■ **Source extract**:
Net cash used in financing activities of $142 million in 2017 was mainly related
to share repurchases of $128 million and net cash used in financing activities
of $249 million in 2016 mainly represented changes in net investment by Parent.

Liquidity and Capital Resources



Historically we have funded our operations through cash generated from the
operation of our Company-owned stores and from our franchise operations and
dividend payments from our unconsolidated affiliates. Prior to October 31, 2016,
excess cash was historically repatriated to YUM through intercompany loans or
dividends.



Our ability to fund our future operations and capital needs will depend on our
ongoing ability to generate cash from operations. We believe our principal uses
of cash in the future will be primarily to fund our operations, capital
expenditures and any distributions to our stockholders or share repurchases we
may make. We believe that our future cash from operations, together with our
access to funds on hand and the capital markets, will provide adequate resources
to fund these uses of cash and that our existing cash and net cash from
operations will be sufficient to fund our operations and anticipated capital
expenditures for the next 12 months.

■ **Goal of the exercise**: From the liquidity passage, extract the wording that starts at "Our ability to" and ends at "next 12 months.", copying it character for character.

(Pointing dataset rows)
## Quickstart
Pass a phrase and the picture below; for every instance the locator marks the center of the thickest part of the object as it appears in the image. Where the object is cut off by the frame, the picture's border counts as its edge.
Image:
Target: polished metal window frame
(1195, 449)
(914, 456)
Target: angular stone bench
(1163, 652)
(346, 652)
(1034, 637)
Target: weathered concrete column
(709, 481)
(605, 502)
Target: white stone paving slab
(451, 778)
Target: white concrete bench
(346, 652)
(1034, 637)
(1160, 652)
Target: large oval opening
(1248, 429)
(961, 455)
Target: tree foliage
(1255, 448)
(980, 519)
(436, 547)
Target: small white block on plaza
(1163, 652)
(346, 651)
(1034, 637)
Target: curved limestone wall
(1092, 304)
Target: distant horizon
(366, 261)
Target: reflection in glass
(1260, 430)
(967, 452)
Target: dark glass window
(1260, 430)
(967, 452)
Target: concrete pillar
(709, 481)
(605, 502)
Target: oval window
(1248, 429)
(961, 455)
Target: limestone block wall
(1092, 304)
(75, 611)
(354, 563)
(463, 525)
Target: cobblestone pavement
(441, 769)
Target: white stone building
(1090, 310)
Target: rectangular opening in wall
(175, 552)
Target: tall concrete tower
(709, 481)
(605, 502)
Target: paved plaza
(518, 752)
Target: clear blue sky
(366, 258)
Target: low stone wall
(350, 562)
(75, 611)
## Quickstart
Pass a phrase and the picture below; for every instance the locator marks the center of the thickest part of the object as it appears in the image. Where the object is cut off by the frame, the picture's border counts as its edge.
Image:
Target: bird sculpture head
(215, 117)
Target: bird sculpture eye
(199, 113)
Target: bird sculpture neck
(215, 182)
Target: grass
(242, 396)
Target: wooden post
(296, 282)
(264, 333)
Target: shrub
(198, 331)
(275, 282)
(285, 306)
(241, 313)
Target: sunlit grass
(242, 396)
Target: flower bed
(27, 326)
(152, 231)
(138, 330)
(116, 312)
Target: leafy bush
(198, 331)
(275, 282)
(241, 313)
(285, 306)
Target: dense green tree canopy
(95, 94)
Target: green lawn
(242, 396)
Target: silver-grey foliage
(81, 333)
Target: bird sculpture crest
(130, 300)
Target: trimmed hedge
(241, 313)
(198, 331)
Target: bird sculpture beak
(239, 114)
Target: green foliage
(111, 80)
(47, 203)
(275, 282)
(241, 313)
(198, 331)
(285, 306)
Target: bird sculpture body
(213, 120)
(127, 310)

■ **Full output**:
Our ability to fund our future operations and capital needs will depend on our
ongoing ability to generate cash from operations. We believe our principal uses
of cash in the future will be primarily to fund our operations, capital
expenditures and any distributions to our stockholders or share repurchases we
may make. We believe that our future cash from operations, together with our
access to funds on hand and the capital markets, will provide adequate resources
to fund these uses of cash and that our existing cash and net cash from
operations will be sufficient to fund our operations and anticipated capital
expenditures for the next 12 months.